### WORK ITEM
Starting with the first line, transcribe the material exactly through to the last.

### EXCERPTED RECORDS
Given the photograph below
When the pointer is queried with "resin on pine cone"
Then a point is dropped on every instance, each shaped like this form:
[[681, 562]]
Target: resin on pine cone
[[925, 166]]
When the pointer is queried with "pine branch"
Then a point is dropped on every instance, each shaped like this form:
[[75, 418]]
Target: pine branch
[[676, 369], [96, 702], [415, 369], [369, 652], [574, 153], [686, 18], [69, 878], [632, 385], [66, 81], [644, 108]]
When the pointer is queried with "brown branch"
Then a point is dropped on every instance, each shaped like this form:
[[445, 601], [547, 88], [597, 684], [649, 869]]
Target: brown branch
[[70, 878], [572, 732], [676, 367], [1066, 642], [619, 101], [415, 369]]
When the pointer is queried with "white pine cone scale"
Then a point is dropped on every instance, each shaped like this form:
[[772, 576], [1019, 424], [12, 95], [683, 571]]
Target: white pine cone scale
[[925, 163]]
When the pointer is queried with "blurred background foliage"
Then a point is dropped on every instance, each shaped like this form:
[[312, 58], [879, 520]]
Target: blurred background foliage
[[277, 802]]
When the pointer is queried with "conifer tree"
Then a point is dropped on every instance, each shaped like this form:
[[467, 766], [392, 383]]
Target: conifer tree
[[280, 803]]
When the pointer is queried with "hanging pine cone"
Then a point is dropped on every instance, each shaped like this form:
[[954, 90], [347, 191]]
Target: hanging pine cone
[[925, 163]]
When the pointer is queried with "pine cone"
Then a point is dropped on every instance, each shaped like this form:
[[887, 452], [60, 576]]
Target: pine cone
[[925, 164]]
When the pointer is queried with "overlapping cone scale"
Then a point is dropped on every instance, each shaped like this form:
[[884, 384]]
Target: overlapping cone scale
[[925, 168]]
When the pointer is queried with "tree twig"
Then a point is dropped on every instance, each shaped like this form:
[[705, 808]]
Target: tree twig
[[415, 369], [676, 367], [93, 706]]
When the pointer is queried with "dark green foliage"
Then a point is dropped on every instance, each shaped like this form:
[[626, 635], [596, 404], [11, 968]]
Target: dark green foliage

### SOLUTION FOR THIS EXERCISE
Given the photograph below
When the pointer is queried with "resin on pine cone"
Then a point is dropped on every instance, each shaped like this form:
[[681, 562]]
Target: resin on pine cone
[[925, 166]]
When the pointer is queried with "pine branch"
Then a point is dropped on every instance, each shaped like this form:
[[75, 418]]
Target: pine branch
[[676, 369], [96, 702], [415, 369], [369, 652], [574, 153], [686, 18], [69, 878], [632, 385], [66, 81], [644, 108]]
When the pointer is queried with "brown branch"
Then a point is dropped on every instance, each shaped like this form:
[[445, 601], [547, 88], [597, 684], [649, 869]]
Target: brown branch
[[70, 878], [572, 732], [676, 367], [1066, 642], [619, 101], [415, 369]]
When the pointer is queried with "white pine cone scale"
Then a point is dropped on every instance, each shaped like this form:
[[772, 576], [1019, 424], [12, 95], [683, 571]]
Target: white pine cone scale
[[925, 163]]
When the pointer is queried with "blurred background foliage"
Then a point is dropped on every instance, each shaped like this form:
[[312, 58], [879, 520]]
Target: blurred background foliage
[[277, 802]]
When the pointer is queried with "conifer tree"
Then a point is dropped on every instance, each shaped like this form:
[[467, 766], [392, 383]]
Target: conifer tree
[[280, 803]]
When the pointer is queried with "hanging pine cone"
Then a point is dropped on every instance, each shaped like this form:
[[954, 90], [347, 191]]
Target: hanging pine cone
[[925, 163]]
When the pointer is queried with "pine cone"
Then a point is dropped on every instance, each shaped like this form:
[[887, 452], [60, 576]]
Target: pine cone
[[925, 164]]
When the pointer is queried with "overlapping cone scale"
Then a point is dropped on every instance, each shaped like this form:
[[884, 384]]
Target: overlapping cone scale
[[925, 168]]
When the pointer is queried with "tree twig"
Then a point is dropped on every instance, each shaped like this form:
[[705, 808]]
Target: tree twig
[[415, 369], [676, 367], [93, 706]]
When the pointer is queried with "dark green foliage"
Then a point is dropped on every instance, each shaped like this form:
[[626, 635], [596, 404], [11, 968]]
Target: dark green foliage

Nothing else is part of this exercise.